The exercise
Rewrite the records from the line with "Where can the wooden crossbeam" through the end of the records, keeping every line in place. Multiply each answer coordinate by 0.95 and round to the nearest whole number with halves rounded up, but copy all other numbers unchanged.

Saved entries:
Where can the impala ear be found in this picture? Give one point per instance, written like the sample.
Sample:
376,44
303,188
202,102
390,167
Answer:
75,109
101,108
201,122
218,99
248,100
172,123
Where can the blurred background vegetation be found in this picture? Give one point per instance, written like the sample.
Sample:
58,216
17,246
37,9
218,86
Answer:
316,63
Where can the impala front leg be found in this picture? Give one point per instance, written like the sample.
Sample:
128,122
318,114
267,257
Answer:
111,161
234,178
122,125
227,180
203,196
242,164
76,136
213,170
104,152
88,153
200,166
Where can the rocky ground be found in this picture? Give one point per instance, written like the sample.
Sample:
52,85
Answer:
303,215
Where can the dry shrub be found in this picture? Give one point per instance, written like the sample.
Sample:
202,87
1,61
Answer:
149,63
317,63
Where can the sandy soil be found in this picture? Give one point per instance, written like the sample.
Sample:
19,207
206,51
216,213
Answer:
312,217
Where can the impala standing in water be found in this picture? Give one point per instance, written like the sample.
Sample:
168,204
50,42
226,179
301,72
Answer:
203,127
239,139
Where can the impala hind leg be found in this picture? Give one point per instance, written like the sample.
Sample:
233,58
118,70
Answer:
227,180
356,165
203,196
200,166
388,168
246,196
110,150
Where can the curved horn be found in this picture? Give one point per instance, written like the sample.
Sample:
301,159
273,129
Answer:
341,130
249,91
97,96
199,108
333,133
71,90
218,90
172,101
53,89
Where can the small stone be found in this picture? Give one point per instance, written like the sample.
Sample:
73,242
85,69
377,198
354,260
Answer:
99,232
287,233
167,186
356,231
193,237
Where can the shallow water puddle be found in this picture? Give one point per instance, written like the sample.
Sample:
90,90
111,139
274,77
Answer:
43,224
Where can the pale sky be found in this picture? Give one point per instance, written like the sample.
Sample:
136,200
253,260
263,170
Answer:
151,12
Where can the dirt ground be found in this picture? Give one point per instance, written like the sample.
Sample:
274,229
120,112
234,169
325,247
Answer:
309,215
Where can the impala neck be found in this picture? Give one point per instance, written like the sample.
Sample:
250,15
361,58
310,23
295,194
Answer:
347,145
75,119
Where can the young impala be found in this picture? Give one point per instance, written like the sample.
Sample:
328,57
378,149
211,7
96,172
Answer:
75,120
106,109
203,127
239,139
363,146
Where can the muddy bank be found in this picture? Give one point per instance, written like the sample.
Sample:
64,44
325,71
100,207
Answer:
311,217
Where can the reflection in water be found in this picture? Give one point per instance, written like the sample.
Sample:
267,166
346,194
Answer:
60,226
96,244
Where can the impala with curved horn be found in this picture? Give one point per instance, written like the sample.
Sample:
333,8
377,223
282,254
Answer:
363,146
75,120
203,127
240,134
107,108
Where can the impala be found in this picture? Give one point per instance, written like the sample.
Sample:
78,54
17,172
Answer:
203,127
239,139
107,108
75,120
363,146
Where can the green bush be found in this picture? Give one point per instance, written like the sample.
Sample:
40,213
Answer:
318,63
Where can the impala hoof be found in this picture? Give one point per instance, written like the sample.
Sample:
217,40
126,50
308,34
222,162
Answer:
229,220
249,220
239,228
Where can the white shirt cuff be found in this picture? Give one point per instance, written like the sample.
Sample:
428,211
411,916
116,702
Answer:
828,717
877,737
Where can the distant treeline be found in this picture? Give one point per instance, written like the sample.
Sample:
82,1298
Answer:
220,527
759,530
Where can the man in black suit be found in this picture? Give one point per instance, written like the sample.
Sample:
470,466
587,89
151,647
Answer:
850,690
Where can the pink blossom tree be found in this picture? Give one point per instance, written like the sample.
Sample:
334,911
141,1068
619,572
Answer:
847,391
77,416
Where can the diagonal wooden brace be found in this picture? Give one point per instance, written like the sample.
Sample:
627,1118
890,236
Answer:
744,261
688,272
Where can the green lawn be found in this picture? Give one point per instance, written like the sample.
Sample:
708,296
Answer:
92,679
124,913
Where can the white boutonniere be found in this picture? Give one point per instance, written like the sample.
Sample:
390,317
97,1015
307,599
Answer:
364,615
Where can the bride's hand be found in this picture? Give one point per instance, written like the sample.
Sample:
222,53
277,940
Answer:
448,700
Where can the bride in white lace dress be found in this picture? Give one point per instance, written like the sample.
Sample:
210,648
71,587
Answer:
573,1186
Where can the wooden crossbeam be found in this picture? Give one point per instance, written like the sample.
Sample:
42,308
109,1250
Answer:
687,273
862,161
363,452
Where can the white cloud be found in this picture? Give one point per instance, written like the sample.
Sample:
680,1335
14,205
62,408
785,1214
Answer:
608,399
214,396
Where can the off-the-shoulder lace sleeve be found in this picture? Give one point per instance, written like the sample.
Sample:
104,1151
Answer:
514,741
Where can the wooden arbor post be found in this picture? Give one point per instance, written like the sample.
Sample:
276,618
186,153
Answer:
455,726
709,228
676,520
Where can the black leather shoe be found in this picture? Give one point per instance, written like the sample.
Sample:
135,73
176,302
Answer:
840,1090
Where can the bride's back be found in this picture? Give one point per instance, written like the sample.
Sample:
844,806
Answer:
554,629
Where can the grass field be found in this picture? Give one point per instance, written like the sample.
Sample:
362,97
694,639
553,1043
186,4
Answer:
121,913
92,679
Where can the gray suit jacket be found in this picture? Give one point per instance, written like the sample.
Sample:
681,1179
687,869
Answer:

Reply
Where can the wooden crossbeam be found in this picture? Give one point per instance, written like the sample.
Sample:
42,308
109,1250
Answer:
653,259
819,153
345,429
Where can the white cloud be found in this picture? Give one point per instance, written like the sample.
Sample:
680,1335
14,205
62,408
785,1214
Answer:
578,379
203,376
Where can the off-the-shoulder lace sleeve be found in this picture? Give one point per instance, written like the sample.
Sample:
104,1151
Answer:
488,704
Where can the wooden arbor post be found in this picture? Give one point per instance, written like the sample.
Sample:
276,618
186,153
Answer:
432,690
674,217
642,494
Where can the black leather shoe be found in this picture? Give one point per instance, written like the sample.
Sample:
135,73
176,302
Answer:
798,1036
Where can the bride's back be found in this picture? Give one point per instance, written like the sample.
Sample:
844,806
Answer:
526,598
Where can the grass field be found in this picture? Give one point per instance, written like the sample.
Sample:
362,97
694,639
553,1043
186,4
Answer:
115,867
87,645
Where can the gray suit jacket be found in this picture? Give one point per instance, written like the sample.
Sample:
681,1179
687,869
Answer:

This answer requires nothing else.